Can you continue the Magnus Archives fan-fiction outline below from the point where it stops?

Document passage:
━━━━━━━━━━━━━━━━━━━━

I have my own ideas on what would happen in the fic if the time travel went slightly different and Martin showed up first, which now lives rent-free in my head as an AU to an AU. I’m hoping by writing it down I can free myself of it’s grip over me. If you don’t want spoilers for the fic, or seasons 1-4 of the Magnus Archives, stop here.
 In the fic Jon and Martin from the Archives have been married and survived the apocalypse together. Both use the Helen’s doors to travel back in time to season 1 of the Magnus Archives and prevent most of the tragedies from happening. Jon uses his spooky Archivist Powers to threaten Elias, extorting him for money and preventing the appocolypse. And both Martin and Jon dispose of the main villains of season 1 and 2.
But some shenanigans happened in Helen’s doors that make it so Jon shows up first and Martin doesn’t show up until two months later. Here’s my idea of what would happen if those positons got reversed.
-The Archival Staff call Future Martin Mr. Blackwood to differentiate him from their present-day Martin. I will also be doing so, from here on out.
-Jon is, of course, skeptical, and keeps insisting that this must be some long lost brother of Martin’s who is trying to scam them (Or even his father, despite Mr. Blackwood not looking much older than Martin). Mr. Blackwood proceeds to list small intimate details about each of them (how they take their tea, things that happened their last birthday. Stuff that would be very essentially Martin to know) but also sounds very impatient the entire time. He does not have time for Jon’s feigned skepticism and denial and does not hide it.

━━━━━━━━━━━━━━━━━━━━

Material provided:
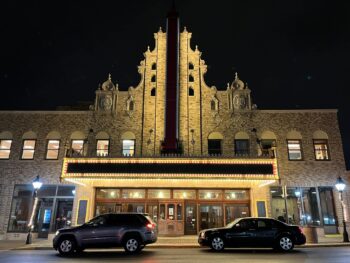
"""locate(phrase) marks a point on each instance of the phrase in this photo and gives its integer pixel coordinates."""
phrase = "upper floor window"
(267, 147)
(321, 149)
(241, 147)
(214, 146)
(153, 92)
(294, 150)
(28, 149)
(5, 148)
(128, 147)
(190, 91)
(77, 147)
(102, 148)
(52, 150)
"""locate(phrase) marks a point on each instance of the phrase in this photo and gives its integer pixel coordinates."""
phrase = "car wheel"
(285, 243)
(217, 243)
(132, 245)
(66, 246)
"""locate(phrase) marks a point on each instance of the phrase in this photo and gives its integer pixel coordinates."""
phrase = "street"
(324, 254)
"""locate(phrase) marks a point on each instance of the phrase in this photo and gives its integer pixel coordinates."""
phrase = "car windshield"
(231, 224)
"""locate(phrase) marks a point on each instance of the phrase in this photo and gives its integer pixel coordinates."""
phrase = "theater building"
(193, 156)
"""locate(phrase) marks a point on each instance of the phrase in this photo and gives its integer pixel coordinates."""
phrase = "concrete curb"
(191, 246)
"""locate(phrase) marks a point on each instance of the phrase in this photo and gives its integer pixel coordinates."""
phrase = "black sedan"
(253, 232)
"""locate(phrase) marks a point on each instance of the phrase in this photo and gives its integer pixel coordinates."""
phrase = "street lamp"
(340, 185)
(36, 185)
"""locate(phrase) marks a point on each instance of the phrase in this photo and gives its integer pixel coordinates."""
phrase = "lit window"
(190, 92)
(28, 149)
(321, 149)
(241, 147)
(102, 148)
(5, 148)
(77, 147)
(128, 147)
(294, 150)
(214, 146)
(53, 147)
(153, 92)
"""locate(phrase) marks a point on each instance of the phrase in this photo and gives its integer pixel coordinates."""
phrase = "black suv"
(253, 232)
(130, 230)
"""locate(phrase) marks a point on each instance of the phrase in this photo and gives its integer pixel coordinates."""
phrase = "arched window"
(190, 91)
(153, 92)
(241, 144)
(128, 144)
(214, 143)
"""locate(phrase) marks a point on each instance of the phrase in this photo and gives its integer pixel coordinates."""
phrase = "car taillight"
(150, 226)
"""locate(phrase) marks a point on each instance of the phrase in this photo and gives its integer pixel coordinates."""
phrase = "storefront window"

━━━━━━━━━━━━━━━━━━━━

Result of this task:
-It becomes clear very quickly to the Archival staff that Mr. Blackwood is a lot meaner than Martin. He doesn’t make tea for people unless he’s trying to corner them to talk to them, He’s willing to kill spiders rather than release them. Murder doesn’t seem that out of the question for him. And while both Martin and Blackwood are big people, Matrin Hunches and keeps his voice soft and tries to seem smaller. Blackwood does none of that and will push his way through people and/or loom sometimes.
-As a result Tim starts jokingly referring to him as the Anti-Martin. When Mr. Blackwood starts mentioning that there should be a Mr. Sims showing up, Tim insists on making a list of traits that he bets  Mr. Sims will have based on him being an “Anti-Jon”. The traits include: Wearing only bright colors, not-giving a fig about archive policy, believing all the statements (even the dumb ones), smiling, being nice to Martin, being social and (on a day where Jon was being particularly annoying) being cool.
-A few of them are totally off the mark, but many of them are actually frighteningly close to the truth.
-He ropes Sasha into it too. They decide together that Sims and Blackwood have a one-sided relationship where Sims is absolutely besotted and Blackwood either barely tollerates him or is seducing him for his Head Archivist pay.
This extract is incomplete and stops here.